◆ **Data supplied**
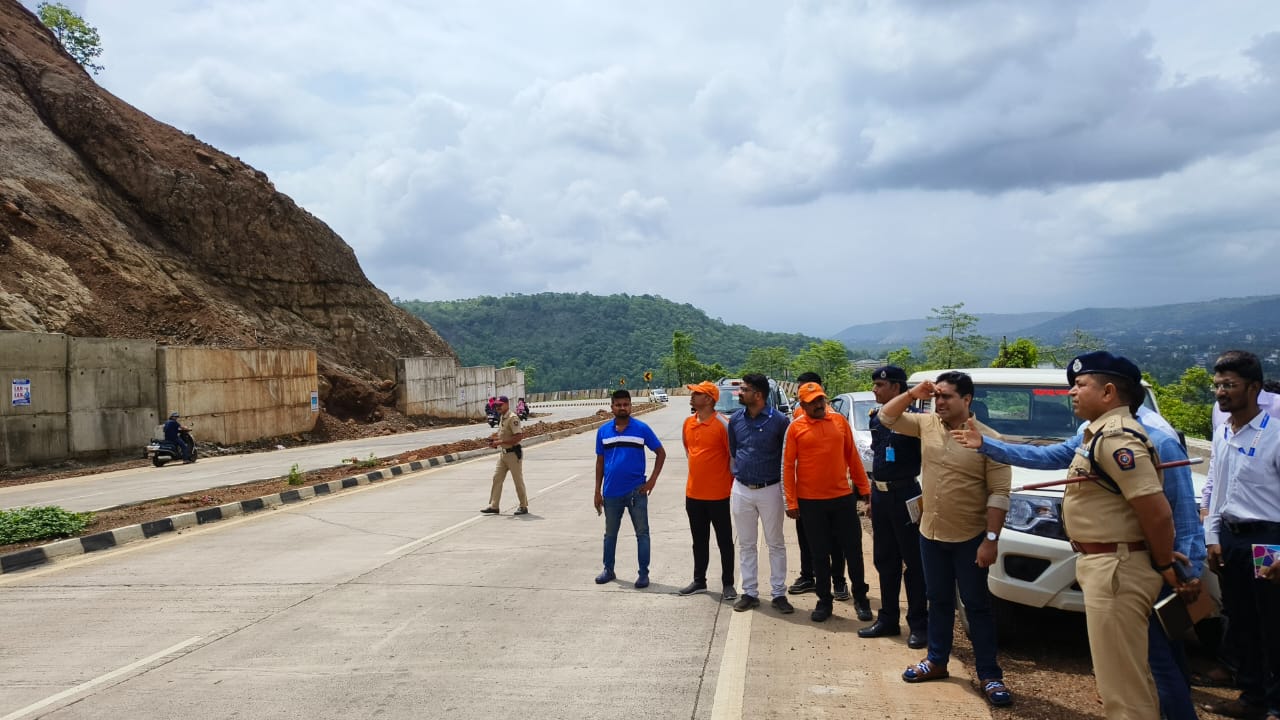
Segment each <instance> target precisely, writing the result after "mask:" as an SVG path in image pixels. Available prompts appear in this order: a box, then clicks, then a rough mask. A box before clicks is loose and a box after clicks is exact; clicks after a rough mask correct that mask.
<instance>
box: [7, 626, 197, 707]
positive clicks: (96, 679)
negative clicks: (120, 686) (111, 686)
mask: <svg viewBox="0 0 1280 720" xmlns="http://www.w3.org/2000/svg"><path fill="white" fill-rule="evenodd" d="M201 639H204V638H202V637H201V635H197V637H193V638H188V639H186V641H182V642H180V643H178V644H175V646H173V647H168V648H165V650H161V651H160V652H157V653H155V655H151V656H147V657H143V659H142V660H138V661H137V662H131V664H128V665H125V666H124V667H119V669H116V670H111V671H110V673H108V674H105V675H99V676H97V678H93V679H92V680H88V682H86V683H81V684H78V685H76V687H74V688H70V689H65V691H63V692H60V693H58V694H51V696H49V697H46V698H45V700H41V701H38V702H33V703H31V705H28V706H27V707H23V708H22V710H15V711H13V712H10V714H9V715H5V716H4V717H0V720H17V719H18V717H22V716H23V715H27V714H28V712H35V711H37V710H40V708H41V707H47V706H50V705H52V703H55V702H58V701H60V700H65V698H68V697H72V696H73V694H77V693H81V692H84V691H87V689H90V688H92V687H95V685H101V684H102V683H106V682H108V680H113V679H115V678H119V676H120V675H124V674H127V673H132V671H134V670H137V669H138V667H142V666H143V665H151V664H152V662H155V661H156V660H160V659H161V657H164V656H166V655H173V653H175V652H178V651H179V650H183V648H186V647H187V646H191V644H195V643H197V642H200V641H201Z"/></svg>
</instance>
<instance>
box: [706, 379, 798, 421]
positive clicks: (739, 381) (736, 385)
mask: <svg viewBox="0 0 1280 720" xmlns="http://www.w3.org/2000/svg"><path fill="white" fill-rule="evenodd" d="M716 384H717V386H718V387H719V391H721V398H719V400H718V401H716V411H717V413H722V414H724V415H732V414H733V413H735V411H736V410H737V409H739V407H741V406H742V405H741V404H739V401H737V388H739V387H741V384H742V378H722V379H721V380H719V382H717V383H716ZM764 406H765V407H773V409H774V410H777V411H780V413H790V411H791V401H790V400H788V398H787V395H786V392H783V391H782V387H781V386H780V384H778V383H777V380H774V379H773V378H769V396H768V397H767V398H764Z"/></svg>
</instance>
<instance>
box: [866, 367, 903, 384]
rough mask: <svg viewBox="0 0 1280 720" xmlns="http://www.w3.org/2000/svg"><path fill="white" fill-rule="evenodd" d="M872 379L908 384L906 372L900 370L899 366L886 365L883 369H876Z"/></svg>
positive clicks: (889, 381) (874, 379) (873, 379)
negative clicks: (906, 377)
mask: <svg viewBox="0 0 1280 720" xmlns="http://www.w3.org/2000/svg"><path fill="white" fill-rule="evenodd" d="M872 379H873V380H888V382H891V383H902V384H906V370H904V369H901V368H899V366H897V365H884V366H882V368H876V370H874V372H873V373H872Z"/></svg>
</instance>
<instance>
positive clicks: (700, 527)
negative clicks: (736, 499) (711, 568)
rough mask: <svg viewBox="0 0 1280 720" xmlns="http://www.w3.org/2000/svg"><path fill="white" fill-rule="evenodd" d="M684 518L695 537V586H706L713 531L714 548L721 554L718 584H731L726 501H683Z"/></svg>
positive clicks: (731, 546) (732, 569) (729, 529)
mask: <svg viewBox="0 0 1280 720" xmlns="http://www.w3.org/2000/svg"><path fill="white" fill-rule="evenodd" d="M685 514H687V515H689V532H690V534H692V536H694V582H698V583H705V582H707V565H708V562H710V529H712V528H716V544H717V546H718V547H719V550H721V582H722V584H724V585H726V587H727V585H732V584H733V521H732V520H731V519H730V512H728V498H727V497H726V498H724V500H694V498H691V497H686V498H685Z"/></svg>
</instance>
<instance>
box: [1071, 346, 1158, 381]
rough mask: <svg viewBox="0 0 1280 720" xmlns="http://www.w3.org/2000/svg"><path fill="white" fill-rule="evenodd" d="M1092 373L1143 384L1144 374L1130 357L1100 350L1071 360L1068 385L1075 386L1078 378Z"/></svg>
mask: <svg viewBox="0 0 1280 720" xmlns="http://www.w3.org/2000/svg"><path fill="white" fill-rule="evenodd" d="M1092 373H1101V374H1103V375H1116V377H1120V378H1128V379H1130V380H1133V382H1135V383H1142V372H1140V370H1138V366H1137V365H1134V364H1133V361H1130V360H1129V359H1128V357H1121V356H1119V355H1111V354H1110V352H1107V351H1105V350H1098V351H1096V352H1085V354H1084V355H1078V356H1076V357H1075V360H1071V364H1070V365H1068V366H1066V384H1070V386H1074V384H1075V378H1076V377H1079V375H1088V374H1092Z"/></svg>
--
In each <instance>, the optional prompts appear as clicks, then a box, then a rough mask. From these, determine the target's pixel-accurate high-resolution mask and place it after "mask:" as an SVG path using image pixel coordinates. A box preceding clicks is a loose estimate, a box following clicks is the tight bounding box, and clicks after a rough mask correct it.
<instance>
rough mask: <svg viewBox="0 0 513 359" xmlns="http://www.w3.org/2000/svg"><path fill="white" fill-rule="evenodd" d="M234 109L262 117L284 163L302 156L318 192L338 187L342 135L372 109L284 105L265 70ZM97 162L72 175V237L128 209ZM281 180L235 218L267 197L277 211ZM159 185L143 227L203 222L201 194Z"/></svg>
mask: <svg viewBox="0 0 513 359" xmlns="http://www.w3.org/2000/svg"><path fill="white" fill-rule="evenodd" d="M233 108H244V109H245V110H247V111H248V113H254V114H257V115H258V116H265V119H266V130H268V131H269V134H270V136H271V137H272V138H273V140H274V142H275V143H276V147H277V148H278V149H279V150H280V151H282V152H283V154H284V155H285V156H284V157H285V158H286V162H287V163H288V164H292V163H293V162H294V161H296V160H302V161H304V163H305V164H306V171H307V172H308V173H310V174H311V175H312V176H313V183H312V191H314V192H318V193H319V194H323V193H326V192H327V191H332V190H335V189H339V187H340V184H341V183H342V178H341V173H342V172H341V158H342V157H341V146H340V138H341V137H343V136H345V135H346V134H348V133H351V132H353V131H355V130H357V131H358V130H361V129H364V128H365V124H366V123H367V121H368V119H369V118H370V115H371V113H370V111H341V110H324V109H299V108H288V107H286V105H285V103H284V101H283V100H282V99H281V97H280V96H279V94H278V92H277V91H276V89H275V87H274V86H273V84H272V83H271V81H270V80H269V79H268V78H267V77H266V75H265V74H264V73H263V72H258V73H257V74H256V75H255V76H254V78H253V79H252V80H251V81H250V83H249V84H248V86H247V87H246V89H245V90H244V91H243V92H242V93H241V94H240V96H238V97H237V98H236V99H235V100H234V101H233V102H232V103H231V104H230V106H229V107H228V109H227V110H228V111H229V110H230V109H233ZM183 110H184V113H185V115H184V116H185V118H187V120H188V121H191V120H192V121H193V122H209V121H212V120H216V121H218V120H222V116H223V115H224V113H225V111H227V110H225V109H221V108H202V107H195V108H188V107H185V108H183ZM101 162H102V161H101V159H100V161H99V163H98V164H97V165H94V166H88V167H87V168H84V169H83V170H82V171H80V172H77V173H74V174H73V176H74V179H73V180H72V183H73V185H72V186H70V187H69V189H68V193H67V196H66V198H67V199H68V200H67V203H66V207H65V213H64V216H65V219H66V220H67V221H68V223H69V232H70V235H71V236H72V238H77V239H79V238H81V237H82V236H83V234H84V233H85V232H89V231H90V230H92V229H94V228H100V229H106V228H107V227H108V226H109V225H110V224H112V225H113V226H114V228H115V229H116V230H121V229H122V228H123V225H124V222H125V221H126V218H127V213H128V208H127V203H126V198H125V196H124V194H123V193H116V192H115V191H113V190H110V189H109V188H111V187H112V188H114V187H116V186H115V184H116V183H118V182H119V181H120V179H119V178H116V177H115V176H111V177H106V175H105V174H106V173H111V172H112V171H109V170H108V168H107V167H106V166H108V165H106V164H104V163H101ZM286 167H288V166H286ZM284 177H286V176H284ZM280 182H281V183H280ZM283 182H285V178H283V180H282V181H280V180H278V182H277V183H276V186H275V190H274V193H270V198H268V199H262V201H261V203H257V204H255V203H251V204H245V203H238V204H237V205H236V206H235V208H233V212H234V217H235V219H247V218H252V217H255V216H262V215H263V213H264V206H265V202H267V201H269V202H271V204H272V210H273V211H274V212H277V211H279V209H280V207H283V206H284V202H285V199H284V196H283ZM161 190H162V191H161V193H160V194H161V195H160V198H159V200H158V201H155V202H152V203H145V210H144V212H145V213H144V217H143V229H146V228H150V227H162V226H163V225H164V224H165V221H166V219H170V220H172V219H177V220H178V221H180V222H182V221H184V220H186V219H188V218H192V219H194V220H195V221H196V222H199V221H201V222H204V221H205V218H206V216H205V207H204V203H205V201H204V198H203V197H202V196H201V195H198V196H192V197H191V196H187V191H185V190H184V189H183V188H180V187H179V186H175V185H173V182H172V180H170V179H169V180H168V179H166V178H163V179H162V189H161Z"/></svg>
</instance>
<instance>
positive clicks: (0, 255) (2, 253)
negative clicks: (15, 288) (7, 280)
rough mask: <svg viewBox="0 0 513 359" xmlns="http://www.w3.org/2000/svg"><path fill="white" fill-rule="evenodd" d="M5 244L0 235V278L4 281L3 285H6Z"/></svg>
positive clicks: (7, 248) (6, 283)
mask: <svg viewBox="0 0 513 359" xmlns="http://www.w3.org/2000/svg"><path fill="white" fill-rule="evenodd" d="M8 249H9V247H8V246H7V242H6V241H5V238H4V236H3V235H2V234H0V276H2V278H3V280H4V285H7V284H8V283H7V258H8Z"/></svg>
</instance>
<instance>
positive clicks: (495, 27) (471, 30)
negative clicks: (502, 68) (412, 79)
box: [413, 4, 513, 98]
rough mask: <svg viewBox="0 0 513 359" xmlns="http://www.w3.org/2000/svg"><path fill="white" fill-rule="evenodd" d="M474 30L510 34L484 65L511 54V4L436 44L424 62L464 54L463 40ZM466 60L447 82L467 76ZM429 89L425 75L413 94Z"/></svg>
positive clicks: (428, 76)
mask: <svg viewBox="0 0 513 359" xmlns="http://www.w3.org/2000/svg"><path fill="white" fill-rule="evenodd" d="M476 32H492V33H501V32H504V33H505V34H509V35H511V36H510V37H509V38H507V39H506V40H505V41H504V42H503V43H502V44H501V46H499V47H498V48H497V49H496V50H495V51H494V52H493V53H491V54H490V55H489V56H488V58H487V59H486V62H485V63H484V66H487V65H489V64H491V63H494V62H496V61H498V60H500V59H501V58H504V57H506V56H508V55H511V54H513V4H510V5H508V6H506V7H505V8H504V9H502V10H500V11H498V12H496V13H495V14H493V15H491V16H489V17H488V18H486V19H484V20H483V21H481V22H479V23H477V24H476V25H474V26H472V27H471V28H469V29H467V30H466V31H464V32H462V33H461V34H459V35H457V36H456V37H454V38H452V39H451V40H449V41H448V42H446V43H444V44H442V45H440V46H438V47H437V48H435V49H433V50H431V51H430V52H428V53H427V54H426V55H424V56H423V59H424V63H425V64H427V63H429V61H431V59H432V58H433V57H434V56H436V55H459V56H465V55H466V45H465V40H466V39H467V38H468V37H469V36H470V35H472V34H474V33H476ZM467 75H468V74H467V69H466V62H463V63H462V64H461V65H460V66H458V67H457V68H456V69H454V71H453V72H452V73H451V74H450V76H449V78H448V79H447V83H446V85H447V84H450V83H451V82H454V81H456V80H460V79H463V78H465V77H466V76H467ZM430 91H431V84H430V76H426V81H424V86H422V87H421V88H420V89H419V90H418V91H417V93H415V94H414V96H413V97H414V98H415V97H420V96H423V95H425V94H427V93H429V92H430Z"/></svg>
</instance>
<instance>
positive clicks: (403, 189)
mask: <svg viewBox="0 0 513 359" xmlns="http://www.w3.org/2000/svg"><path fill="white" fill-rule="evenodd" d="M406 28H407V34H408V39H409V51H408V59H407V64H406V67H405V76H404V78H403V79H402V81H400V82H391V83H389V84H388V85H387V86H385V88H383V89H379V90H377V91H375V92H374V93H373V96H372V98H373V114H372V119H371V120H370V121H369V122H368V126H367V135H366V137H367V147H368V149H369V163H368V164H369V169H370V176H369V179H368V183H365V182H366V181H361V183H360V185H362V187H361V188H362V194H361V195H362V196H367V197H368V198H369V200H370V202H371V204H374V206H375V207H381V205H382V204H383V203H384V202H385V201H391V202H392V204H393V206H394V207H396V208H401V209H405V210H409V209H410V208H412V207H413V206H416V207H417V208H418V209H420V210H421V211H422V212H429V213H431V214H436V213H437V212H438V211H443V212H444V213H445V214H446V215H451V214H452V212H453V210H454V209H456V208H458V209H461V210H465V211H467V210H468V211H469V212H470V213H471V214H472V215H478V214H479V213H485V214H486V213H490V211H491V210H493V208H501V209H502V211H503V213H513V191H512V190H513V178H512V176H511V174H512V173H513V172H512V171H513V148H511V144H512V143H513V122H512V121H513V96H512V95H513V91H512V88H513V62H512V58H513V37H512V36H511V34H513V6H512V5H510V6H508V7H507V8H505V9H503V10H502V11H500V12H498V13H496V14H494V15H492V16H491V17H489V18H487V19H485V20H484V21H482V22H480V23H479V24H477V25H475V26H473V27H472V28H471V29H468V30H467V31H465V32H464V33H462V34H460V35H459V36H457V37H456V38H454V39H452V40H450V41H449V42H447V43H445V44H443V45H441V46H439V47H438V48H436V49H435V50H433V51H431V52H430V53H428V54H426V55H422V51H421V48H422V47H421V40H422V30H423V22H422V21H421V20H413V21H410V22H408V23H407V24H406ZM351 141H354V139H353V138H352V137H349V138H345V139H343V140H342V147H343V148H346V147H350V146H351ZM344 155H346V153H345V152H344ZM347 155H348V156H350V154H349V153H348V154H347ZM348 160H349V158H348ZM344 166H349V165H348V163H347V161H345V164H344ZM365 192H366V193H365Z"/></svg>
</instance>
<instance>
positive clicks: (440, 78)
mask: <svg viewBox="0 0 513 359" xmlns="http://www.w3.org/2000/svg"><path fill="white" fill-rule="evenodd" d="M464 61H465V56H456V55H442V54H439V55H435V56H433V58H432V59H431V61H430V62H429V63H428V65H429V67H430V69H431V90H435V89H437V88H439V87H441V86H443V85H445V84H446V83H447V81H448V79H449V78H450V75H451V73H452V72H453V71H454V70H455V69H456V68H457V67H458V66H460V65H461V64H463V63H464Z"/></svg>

◆ **Task**
Reproduce the data verbatim, from the line that contains "Segment each <instance>" through the line that contains "negative clicks: (120, 686) (111, 686)", with both of those lines included.

◆ **Solution to this problem**
Segment each <instance> target precisely, writing the result after "mask:" as an SVG path in image pixels. Available prompts appear in this order: a box, then clicks, then a rough mask. A box before clicks is loose and a box after clicks is exact; clicks after a rough mask correct that mask.
<instance>
box: [7, 626, 197, 707]
positive clicks: (96, 679)
negative clicks: (120, 686) (111, 686)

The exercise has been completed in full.